These properties are enforced during the recover_valid_chain function src/storage_engine/data_store.rs:383-482 which validates the chain structure on every file open.

Sources: src/storage_engine/data_store.rs:383-482


Recovery Mechanisms

SIMD R Drive implements automatic recovery to handle incomplete writes from crashes, power loss, or other interruptions. The recovery process occurs transparently during DataStore::open.

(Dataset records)
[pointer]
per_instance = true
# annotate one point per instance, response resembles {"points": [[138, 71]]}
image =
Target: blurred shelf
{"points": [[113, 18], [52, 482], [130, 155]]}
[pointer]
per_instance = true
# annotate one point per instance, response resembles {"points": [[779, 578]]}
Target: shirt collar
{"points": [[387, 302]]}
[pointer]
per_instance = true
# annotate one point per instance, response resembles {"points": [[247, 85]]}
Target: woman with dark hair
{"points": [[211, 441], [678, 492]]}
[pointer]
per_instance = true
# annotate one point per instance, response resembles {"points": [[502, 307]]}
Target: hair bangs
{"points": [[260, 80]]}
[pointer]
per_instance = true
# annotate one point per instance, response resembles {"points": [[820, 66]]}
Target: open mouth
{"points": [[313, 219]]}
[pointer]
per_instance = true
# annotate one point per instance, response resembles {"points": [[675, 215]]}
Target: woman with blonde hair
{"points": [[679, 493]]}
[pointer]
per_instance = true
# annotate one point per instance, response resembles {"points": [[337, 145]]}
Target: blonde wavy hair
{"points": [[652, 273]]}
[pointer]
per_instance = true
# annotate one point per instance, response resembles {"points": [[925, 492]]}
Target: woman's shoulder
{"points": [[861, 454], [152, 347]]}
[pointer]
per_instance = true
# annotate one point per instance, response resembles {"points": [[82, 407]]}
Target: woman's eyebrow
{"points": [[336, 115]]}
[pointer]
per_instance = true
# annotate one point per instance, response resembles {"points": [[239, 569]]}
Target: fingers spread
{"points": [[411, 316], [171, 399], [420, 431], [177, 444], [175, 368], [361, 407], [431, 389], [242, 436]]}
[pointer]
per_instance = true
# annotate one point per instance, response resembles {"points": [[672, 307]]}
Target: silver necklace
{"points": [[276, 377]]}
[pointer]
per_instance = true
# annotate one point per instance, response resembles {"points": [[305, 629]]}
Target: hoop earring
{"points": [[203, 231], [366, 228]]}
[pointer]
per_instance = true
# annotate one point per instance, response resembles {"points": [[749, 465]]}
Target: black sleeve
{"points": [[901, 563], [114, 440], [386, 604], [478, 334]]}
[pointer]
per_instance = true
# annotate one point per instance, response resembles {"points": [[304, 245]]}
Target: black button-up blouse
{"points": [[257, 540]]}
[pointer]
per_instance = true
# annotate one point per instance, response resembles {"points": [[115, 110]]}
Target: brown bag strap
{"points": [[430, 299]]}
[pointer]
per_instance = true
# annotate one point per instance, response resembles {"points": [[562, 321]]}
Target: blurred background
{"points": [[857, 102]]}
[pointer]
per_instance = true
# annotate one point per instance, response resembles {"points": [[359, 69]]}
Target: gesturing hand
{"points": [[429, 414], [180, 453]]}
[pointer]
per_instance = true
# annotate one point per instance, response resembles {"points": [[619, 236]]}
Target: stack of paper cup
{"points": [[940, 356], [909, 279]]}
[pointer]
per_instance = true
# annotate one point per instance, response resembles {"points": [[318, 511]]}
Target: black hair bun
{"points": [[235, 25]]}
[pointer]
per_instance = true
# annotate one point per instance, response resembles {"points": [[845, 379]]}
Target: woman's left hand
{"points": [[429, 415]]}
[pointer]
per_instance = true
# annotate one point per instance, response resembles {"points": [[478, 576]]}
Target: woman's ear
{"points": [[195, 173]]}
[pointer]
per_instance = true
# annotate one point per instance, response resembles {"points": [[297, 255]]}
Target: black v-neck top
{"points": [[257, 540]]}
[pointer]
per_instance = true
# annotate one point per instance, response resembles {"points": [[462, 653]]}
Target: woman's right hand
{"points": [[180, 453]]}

Directives:
1. Summarize the SIMD R Drive excerpt in two sentences.
2. Return the part of the SIMD R Drive excerpt starting with "These properties are" and going on through "transparently during DataStore::open.".

Solutions to each task:
1. The recover_valid_chain function in src/storage_engine/data_store.rs enforces these properties by validating the chain structure every time a file is opened. SIMD R Drive also recovers automatically from incomplete writes caused by crashes, power loss, or other interruptions, and this happens transparently during DataStore::open.

2.
These properties are enforced during the recover_valid_chain function src/storage_engine/data_store.rs:383-482 which validates the chain structure on every file open.

Sources: src/storage_engine/data_store.rs:383-482


Recovery Mechanisms

SIMD R Drive implements automatic recovery to handle incomplete writes from crashes, power loss, or other interruptions. The recovery process occurs transparently during DataStore::open.